As Forrest Gump or Haruki Murakami might say, an omnibus film is a lot like a box of assorted candies: You get a mix of all your favorites in a single package, but you never know which one you’ll end up with.

A package of five shorts different in style and genre, “Five Senses of Eros (Ogamdo)” has something for everyone. Just don’t expect all five to be a delight.

With five of Korea’s renowned auteurs and 16 big-name actors and actresses in one movie, Eros has made headlines here since its premiere late last year.

While the styles and plots vary, all five talk about love, Eros and desire - how they intertwine, present pleasure, deceive one another and become a source of catastrophe.

Perhaps the most intriguing among the five, the first two films, made by Daniel H. Byun, director of “The Scarlet Letter” (2004), and Hur Jin-ho of “One Fine Spring Day” (2001), are relatively similar in the way they explore a complex subject with detailed depictions of the emotional changes characters experience. But while Byun’s “His Concern” portrays the tingly feelings of new lovers, Hur’s “I’m Here” is about overcoming the loss of a loved one.

Choosing the “easy way out,” the two auteurs do not attempt anything out of character in their rare shorts.

Byun, 43, upholds his reputation as the most stylish and sleek director of his generation, cleverly using his 30-some minutes with not-too-heavy depictions of a one-night stand that may or may not be the beginning of a relationship.
* * * *
Proceed with the review of "Five Senses of Eros" from the point where it stops. The entries that come next are separate material with no connection to the film review.

▶ _Dataset records_
* * * *
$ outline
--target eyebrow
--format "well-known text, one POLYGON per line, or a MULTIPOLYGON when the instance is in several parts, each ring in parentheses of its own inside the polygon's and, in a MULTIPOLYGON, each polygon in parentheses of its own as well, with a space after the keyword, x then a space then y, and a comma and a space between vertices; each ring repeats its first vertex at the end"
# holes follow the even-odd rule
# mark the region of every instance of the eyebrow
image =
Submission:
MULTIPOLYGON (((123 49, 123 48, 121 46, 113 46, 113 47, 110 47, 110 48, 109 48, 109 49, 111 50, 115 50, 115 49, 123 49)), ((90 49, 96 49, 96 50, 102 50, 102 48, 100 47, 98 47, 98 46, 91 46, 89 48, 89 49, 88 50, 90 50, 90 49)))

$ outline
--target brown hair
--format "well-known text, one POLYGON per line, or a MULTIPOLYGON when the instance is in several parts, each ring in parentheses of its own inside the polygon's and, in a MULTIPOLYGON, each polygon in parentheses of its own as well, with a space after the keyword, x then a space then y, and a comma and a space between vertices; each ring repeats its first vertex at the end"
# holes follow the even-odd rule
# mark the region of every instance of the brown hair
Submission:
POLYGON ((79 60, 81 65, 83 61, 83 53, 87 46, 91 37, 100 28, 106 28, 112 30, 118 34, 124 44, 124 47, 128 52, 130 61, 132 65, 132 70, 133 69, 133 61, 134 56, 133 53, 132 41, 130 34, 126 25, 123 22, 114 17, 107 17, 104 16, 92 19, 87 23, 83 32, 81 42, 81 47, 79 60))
* * * *
▶ _Response_
Hur again shows off his feminine and somewhat modish sensitivity by tracing a young husband’s lonely night after his beautifully fragile wife dies. Although the plot is convincing enough, Hur’s short is somewhat all too familiar, especially for his longtime fans.

“33rd Man” by Yu Young-sik, of “Anarchists” (2000), and “Le Debut et La Fin” by Min Gyu-Dong, of “Antique” (2008), are more experimental than the first two. While Yu throws in man-eating vampires and blood to mock men’s desire and the filmmaking industry, Min again examines the subject of homosexuality (this time between women), using illusive and phantasmal cinematography. The catch here, though, is that both films fail to stay focused on the main theme; in other words, neither turns out to be very sexy.

The last film “Believe in the Moment,” featuring partner-swapping between three teenage couples, is perhaps the most bittersweet of the bunch and appears completely clueless about what it wants to be.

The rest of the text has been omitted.